[Physics] "True" time

Thomas Goodey thomas at flyingkettle.com
Sat Oct 29 14:29:19 CEST 2016


On 29 Oct 2016 at 12:00, physics-request at tuks.nl wrote:  

> The meaning of time is, essentially, the common sense
> meaning of the word "time"...  I have referred to 
> Newton's definition

Common sense is not precise enough for modern physics.

Anyway, if "true" time cannot be measured, i.e. if 
intervals of it cannot be assigned numerical values by the 
use of some apparatus, it is not a physical quantity. 
Perhaps it is a feeling... like when you get hungry? or 
cold?

> Try to organize a meeting with somebody else. To do
> this, you have to specify a place and a time.  We can
> today use sufficiently accurate clocks, but with much
> less accurate clocks organizing such a meeting becomes
> problematic.  If the two clocks show different times,
> even if we synchronize them now, we may not meet. The
> failure to meet each other is a very real failure, not?
++++++++++++++++++++
(Written exercise a): Could you turn the listing, from its first line through the line containing "464,198 -> 475,230", into a JSON list of strings with one string per line and blank lines omitted?

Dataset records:
++++++++++++++++++++
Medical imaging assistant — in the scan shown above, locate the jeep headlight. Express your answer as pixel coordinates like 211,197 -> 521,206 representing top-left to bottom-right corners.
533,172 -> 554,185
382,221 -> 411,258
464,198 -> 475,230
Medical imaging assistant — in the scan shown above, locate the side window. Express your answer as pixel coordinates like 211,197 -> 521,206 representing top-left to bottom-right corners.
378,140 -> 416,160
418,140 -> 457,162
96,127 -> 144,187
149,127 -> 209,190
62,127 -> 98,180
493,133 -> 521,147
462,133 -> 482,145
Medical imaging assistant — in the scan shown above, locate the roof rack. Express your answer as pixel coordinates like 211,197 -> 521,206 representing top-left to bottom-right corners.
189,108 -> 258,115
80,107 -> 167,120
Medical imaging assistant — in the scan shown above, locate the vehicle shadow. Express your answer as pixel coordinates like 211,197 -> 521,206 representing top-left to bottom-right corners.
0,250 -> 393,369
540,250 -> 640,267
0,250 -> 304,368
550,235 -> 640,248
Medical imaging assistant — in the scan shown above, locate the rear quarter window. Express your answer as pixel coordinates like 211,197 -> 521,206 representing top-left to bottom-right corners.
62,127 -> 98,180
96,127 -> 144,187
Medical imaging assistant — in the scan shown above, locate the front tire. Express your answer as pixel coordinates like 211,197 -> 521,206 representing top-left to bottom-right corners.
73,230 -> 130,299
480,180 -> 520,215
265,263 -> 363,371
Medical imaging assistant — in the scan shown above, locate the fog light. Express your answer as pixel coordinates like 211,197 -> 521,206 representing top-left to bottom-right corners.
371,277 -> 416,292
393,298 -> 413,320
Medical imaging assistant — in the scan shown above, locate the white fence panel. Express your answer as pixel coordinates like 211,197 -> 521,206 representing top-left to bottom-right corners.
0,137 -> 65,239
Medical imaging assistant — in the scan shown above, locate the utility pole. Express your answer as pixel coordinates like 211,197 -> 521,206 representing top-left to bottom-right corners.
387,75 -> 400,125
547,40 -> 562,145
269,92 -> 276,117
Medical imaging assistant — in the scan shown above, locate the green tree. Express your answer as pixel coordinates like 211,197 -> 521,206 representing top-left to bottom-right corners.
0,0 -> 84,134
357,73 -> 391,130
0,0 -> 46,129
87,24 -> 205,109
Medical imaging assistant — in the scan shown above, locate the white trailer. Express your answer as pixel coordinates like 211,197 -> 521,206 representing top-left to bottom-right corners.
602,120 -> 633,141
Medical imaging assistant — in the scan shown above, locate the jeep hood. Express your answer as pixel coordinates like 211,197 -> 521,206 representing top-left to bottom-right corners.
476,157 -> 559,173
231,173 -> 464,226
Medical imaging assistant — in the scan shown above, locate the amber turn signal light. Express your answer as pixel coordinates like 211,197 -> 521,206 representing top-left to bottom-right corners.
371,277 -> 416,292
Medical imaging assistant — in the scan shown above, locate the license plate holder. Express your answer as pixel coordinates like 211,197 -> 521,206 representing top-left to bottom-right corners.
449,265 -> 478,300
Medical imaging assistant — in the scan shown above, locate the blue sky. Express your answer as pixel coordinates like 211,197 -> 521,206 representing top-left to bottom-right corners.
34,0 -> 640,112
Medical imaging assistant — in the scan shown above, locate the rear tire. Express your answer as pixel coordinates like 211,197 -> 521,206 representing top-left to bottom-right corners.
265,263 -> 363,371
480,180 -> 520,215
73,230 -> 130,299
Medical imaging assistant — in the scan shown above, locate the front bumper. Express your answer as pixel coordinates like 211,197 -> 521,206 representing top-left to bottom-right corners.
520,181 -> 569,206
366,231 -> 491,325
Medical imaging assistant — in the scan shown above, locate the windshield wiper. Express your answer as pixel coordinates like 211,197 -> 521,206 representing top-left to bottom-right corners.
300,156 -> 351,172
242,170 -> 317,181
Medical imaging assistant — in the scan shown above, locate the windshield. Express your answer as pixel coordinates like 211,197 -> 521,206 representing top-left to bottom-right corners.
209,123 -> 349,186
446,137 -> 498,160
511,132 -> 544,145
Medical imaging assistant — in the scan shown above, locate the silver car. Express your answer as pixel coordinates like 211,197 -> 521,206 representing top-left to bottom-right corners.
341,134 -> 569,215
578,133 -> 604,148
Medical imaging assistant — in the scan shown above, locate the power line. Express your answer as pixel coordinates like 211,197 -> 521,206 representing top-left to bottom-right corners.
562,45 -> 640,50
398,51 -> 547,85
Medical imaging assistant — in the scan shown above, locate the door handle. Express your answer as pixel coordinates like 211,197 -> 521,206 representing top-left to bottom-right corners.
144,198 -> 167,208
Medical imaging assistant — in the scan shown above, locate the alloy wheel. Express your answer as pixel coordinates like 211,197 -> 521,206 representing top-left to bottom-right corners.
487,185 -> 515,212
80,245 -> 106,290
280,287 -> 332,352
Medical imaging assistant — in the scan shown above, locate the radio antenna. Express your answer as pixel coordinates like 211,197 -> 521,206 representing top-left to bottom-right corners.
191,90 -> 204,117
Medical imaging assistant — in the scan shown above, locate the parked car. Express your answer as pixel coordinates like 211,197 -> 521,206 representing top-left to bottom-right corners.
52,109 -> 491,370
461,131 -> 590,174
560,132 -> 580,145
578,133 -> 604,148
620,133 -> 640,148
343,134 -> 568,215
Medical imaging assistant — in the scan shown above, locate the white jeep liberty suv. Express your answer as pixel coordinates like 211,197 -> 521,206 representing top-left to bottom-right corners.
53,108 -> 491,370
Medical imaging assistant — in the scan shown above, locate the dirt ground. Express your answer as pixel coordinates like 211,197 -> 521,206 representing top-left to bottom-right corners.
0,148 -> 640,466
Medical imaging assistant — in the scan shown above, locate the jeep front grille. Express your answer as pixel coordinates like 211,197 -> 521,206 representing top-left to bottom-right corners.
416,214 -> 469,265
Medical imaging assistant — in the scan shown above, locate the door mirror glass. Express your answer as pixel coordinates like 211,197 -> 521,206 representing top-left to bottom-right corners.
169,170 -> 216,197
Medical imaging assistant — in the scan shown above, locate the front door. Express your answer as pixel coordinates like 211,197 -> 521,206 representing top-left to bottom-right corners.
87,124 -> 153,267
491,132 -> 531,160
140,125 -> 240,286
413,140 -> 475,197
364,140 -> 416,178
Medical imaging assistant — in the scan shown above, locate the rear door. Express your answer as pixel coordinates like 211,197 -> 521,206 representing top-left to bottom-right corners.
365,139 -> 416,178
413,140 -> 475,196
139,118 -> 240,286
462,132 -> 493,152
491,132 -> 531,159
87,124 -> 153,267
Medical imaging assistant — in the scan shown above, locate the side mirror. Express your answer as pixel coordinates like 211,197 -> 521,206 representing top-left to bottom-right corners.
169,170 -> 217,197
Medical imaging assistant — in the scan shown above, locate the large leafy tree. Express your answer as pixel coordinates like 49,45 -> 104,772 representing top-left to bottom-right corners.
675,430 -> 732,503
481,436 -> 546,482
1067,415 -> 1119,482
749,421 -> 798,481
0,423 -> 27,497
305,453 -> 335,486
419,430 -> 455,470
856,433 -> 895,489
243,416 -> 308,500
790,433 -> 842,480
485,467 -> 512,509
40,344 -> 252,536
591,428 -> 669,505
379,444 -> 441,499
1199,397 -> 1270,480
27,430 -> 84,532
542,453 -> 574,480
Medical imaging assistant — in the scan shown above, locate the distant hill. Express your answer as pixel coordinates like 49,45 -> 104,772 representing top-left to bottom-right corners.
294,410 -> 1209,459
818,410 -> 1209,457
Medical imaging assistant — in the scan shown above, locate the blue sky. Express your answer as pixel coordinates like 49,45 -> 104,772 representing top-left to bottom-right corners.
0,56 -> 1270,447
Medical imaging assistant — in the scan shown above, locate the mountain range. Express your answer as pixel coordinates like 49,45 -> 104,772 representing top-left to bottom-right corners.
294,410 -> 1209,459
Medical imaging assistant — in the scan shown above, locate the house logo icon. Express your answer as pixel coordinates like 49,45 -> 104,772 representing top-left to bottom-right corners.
++++++++++++++++++++
(Written exercise b): Can you return, word for word, the passage of the post about time that begins at "Common sense is" and ends after "a physical quantity."?

(Finished answer a):
[
  "Medical imaging assistant — in the scan shown above, locate the jeep headlight. Express your answer as pixel coordinates like 211,197 -> 521,206 representing top-left to bottom-right corners.",
  "533,172 -> 554,185",
  "382,221 -> 411,258",
  "464,198 -> 475,230"
]

(Finished answer b):
Common sense is not precise enough for modern physics.

Anyway, if "true" time cannot be measured, i.e. if 
intervals of it cannot be assigned numerical values by the 
use of some apparatus, it is not a physical quantity.